[Stored data]
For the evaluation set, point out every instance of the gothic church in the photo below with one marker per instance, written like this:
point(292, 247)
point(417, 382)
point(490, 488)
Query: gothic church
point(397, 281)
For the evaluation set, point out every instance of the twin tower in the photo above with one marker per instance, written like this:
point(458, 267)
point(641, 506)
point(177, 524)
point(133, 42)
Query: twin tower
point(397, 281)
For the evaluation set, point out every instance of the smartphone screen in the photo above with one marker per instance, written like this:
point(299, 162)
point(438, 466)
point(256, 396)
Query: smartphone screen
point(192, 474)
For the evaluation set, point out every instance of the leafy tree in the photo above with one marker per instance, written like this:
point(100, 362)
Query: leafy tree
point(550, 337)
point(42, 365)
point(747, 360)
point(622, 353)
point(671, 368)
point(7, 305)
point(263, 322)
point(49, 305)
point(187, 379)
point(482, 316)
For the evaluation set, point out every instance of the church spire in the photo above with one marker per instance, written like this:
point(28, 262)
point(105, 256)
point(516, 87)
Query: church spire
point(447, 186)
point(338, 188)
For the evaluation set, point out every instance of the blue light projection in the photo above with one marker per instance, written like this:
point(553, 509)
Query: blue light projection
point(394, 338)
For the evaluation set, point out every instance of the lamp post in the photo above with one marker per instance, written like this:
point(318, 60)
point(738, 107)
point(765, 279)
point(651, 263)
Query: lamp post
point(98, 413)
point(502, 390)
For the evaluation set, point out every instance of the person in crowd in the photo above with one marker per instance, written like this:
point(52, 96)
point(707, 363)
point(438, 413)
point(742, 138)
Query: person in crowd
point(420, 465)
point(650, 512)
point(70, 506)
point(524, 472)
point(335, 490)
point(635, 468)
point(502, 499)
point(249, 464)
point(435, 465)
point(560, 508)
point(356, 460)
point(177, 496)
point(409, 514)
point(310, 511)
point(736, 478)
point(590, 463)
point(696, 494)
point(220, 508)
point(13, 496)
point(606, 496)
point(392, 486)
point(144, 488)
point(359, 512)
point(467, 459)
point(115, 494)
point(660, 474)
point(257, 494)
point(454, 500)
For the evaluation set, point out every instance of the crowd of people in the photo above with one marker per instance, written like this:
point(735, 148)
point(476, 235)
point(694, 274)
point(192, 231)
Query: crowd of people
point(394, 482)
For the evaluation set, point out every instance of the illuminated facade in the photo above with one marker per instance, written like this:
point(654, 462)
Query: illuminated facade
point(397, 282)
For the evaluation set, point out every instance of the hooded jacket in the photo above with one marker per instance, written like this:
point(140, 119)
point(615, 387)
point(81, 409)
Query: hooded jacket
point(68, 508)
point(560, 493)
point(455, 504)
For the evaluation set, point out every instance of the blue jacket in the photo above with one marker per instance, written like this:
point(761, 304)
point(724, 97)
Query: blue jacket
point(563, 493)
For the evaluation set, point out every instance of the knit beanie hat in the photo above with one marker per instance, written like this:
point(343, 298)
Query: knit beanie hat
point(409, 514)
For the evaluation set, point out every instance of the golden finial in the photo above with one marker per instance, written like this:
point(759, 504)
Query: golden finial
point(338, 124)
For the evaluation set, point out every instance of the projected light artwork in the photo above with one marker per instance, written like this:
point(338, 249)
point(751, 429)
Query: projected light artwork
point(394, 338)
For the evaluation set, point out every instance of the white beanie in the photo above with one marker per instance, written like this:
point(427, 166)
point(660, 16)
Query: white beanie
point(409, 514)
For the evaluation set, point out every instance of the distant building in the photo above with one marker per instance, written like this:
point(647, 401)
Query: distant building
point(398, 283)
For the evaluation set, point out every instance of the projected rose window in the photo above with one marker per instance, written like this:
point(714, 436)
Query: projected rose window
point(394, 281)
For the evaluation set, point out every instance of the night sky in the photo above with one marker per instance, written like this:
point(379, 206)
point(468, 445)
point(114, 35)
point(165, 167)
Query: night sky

# WHAT THE TASK ASKS
Copy all of the records above line for line, keeping every character unchanged.

# COMPLETE OUTPUT
For the evaluation set, point out every instance of the gothic church in the photo below with one marker per instance, written like this:
point(292, 247)
point(417, 382)
point(490, 488)
Query: gothic church
point(397, 281)
For the evaluation set, point out every instance of the twin tower in the photo above with one marker per instance, written like this:
point(458, 267)
point(641, 506)
point(177, 524)
point(133, 42)
Query: twin tower
point(397, 281)
For the evaluation set, point out every instance of the smartphone screen in the photo above with one marker per instance, written like this:
point(299, 162)
point(438, 466)
point(256, 396)
Query: smartphone screen
point(192, 474)
For the evaluation set, point out every instance of the leafy tree in the photo above with one marker per instance, written like this:
point(100, 362)
Query: leafy tree
point(550, 337)
point(42, 365)
point(747, 360)
point(622, 353)
point(671, 368)
point(7, 305)
point(263, 322)
point(49, 305)
point(187, 379)
point(482, 316)
For the evaluation set, point out every instance of the church spire in the photo above with one marker per instance, written like this:
point(28, 262)
point(105, 256)
point(516, 87)
Query: church spire
point(447, 186)
point(338, 188)
For the evaluation set, point out every instance of the blue light projection in the photo above with one marker per instance, written like this:
point(553, 509)
Query: blue light projection
point(394, 338)
For the evaluation set, point out every instance of the lamp post in the photo above with one marker per instance, written like this:
point(318, 60)
point(738, 107)
point(765, 279)
point(651, 263)
Query: lamp post
point(98, 413)
point(502, 390)
For the evaluation set, point out every instance of the person in crowd in the photo above with one marker per instance, written like this:
point(52, 96)
point(707, 363)
point(438, 413)
point(742, 138)
Query: person in crowd
point(420, 465)
point(650, 512)
point(70, 506)
point(524, 472)
point(335, 490)
point(635, 468)
point(502, 499)
point(249, 464)
point(435, 465)
point(560, 508)
point(356, 460)
point(177, 496)
point(409, 514)
point(310, 511)
point(736, 478)
point(590, 463)
point(696, 494)
point(220, 508)
point(13, 496)
point(606, 496)
point(392, 486)
point(144, 488)
point(359, 512)
point(467, 459)
point(115, 494)
point(660, 474)
point(257, 494)
point(454, 500)
For the evaluation set, point out every instance of the crowd of people in the photo above with one marker per instance, written like this:
point(735, 148)
point(476, 235)
point(694, 274)
point(192, 231)
Query: crowd of people
point(394, 482)
For the evaluation set, point out every instance of the illuminated facade in the photo above with one marker per instance, written like this:
point(654, 462)
Query: illuminated facade
point(397, 282)
For the evaluation set, point out every instance of the hooded jacket in the photo above with one marker per instance, written like this:
point(140, 119)
point(615, 387)
point(81, 409)
Query: hooded jacket
point(68, 508)
point(560, 493)
point(455, 504)
For the evaluation set, point out every instance of the blue jacket in the photo above with one marker per instance, written like this:
point(761, 304)
point(724, 97)
Query: blue jacket
point(563, 493)
For the evaluation set, point out every instance of the knit beanie hat in the photo above with one marker per instance, written like this:
point(343, 298)
Query: knit beanie hat
point(409, 514)
For the evaluation set, point out every instance of the golden finial in the photo above with one marker per instance, written like this:
point(759, 504)
Query: golden finial
point(338, 124)
For the evaluation set, point out every instance of the projected light artwork in the photo above with one marker per instance, written like this:
point(338, 249)
point(751, 429)
Query: projected light artwork
point(394, 338)
For the evaluation set, point out every instance of the white beanie in the photo above with one marker per instance, written like this:
point(427, 166)
point(660, 16)
Query: white beanie
point(409, 514)
For the evaluation set, point out every instance of the distant building in the photo above with one marker per instance, written like this:
point(647, 401)
Query: distant building
point(398, 283)
For the evaluation set, point out every instance of the projected rose window in the photo above with one marker per instance, written like this:
point(714, 436)
Query: projected rose window
point(394, 281)
For the evaluation set, point out every instance of the night sky in the photo above with one marker per instance, written like this:
point(379, 206)
point(468, 445)
point(114, 35)
point(165, 167)
Query: night sky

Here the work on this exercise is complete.